-- Short exercise --
Print every one of the records below word for word, leaving out the pictures.

-- Raw data --
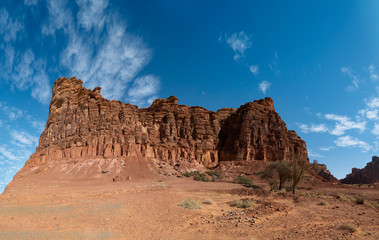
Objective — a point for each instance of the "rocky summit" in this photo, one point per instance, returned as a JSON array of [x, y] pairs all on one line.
[[86, 131]]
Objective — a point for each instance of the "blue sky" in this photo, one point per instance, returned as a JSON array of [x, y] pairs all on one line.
[[318, 60]]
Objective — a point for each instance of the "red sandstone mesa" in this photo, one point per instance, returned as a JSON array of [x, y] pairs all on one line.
[[83, 126]]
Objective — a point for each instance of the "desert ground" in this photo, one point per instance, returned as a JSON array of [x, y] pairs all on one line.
[[149, 208]]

-- Response to the task --
Objective — a point for each instance of the "rocky summit" in this photo, one point per instance, returned as a JSON array of [x, y] pairs all on one line.
[[86, 131]]
Objective — a point for each instance of the "blue sky" in this photo, one point per instance, returned as a JSON array of [x, y] pairs all on one line.
[[318, 60]]
Objective — a point for each instance of the "red sandstone mesa" in this photo, one point per instance, returned as a JSON array of [x, y] pairs all on one line.
[[83, 126]]
Objective — a point for each instance of the "desert ground" in this photo, one point per instance, returned as a JSON array of [x, y] pairs all on one line.
[[149, 208]]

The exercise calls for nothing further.